*Task goal*. Rewrite each listing below, changing every occurrence of "rough mask" to "coarse mask" and leaving everything else as it stands.

*Records provided*.
+--

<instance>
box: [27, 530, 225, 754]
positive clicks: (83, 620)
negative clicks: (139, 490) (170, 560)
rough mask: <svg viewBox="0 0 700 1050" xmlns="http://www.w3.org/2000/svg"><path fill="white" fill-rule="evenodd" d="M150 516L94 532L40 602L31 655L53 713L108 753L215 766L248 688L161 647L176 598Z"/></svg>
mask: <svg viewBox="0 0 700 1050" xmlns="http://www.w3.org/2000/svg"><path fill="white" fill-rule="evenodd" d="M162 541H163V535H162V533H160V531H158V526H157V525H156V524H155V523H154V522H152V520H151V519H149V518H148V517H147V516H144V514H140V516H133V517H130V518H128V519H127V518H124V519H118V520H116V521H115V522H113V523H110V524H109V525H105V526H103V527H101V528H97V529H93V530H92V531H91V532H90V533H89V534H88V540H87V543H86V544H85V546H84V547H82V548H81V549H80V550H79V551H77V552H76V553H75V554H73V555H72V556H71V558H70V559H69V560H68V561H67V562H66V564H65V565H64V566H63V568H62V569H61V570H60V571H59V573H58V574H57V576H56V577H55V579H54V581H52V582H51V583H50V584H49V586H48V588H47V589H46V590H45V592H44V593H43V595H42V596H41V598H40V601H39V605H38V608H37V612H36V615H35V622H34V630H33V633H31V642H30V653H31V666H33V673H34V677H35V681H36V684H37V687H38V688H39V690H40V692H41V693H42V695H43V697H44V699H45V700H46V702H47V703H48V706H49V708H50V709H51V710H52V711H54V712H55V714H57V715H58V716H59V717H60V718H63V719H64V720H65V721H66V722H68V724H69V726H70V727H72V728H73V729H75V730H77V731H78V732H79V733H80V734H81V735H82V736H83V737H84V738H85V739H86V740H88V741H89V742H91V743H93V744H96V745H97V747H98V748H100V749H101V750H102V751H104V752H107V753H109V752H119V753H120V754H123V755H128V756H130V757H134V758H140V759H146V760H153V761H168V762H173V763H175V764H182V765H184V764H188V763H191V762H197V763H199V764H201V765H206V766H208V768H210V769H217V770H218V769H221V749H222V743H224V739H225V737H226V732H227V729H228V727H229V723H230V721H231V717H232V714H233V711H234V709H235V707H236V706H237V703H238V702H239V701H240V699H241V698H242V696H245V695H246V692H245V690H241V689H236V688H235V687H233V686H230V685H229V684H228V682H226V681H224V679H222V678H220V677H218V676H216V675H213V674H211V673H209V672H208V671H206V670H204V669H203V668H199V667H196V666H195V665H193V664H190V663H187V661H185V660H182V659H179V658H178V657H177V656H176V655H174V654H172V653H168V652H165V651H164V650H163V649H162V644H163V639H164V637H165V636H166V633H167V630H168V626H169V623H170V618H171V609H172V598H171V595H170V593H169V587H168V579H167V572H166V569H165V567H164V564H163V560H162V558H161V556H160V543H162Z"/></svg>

+--

*Exercise answer*.
<instance>
box: [27, 530, 225, 754]
positive clicks: (83, 620)
negative clicks: (139, 490) (170, 560)
coarse mask: <svg viewBox="0 0 700 1050" xmlns="http://www.w3.org/2000/svg"><path fill="white" fill-rule="evenodd" d="M150 516L94 532L40 602L31 655L53 713L108 753L215 766L248 688L161 647L176 598Z"/></svg>
mask: <svg viewBox="0 0 700 1050" xmlns="http://www.w3.org/2000/svg"><path fill="white" fill-rule="evenodd" d="M162 541H163V535H162V533H160V531H158V526H157V525H156V524H155V523H154V522H152V520H151V519H149V518H148V517H147V516H144V514H140V516H133V517H130V518H128V519H127V518H124V519H118V520H116V521H115V522H113V523H110V524H109V525H105V526H103V527H101V528H97V529H93V530H92V531H91V532H90V533H89V534H88V540H87V543H86V544H85V546H84V547H82V548H81V549H80V550H79V551H77V552H76V553H75V554H73V555H72V556H71V558H70V559H69V560H68V561H67V562H66V564H65V565H64V566H63V568H62V569H61V570H60V571H59V573H58V574H57V576H56V577H55V579H54V581H52V582H51V583H50V584H49V586H48V588H47V589H46V590H45V592H44V593H43V595H42V596H41V598H40V601H39V605H38V608H37V612H36V615H35V622H34V630H33V633H31V642H30V653H31V666H33V673H34V677H35V681H36V684H37V687H38V688H39V690H40V692H41V693H42V695H43V697H44V699H45V700H46V702H47V703H48V706H49V708H50V709H51V710H52V711H54V712H55V714H57V715H58V716H59V717H60V718H63V719H64V720H65V721H66V722H68V724H69V726H70V727H72V728H73V729H75V730H77V731H78V732H79V733H80V734H81V735H82V736H83V737H84V738H85V739H86V740H88V741H89V742H91V743H93V744H96V745H97V747H98V748H100V749H101V750H102V751H104V752H107V753H109V752H119V753H120V754H123V755H128V756H130V757H134V758H140V759H146V760H153V761H168V762H173V763H175V764H182V765H184V764H188V763H191V762H197V763H199V764H201V765H206V766H208V768H210V769H217V770H218V769H221V749H222V743H224V739H225V737H226V732H227V729H228V727H229V723H230V721H231V717H232V714H233V711H234V709H235V707H236V706H237V703H238V702H239V701H240V699H241V698H242V696H245V695H246V692H245V690H241V689H236V688H235V687H233V686H230V685H229V684H228V682H226V681H224V679H222V678H220V677H218V676H216V675H213V674H211V673H209V672H208V671H206V670H204V669H203V668H199V667H196V666H195V665H193V664H190V663H187V661H185V660H182V659H179V658H178V657H177V656H176V655H174V654H172V653H168V652H165V651H164V650H163V649H162V644H163V639H164V637H165V636H166V633H167V630H168V626H169V623H170V618H171V609H172V598H171V595H170V593H169V587H168V579H167V572H166V569H165V567H164V564H163V560H162V558H161V556H160V543H162Z"/></svg>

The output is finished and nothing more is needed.